Material for the task:

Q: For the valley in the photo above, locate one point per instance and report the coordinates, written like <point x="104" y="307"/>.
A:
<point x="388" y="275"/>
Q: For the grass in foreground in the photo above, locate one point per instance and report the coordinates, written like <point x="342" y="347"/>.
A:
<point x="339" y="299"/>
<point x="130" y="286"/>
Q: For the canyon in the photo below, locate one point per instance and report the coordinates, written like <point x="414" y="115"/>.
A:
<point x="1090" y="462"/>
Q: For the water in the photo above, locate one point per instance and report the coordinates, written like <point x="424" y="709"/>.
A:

Your assignment:
Each line of the data that holds "locate" should be copied.

Solved problem:
Q: For the valley in the photo above, locate one point per instance and report the coordinates, written like <point x="104" y="307"/>.
Q: For the grass in foreground in the photo above, locate one point per instance and report the coordinates, written like <point x="342" y="347"/>.
Q: For the canyon in the photo below, locate one point per instance and report the coordinates, written like <point x="414" y="115"/>.
Q: For the water in the photo above, locate one point per instance and report the coordinates, written like <point x="424" y="709"/>.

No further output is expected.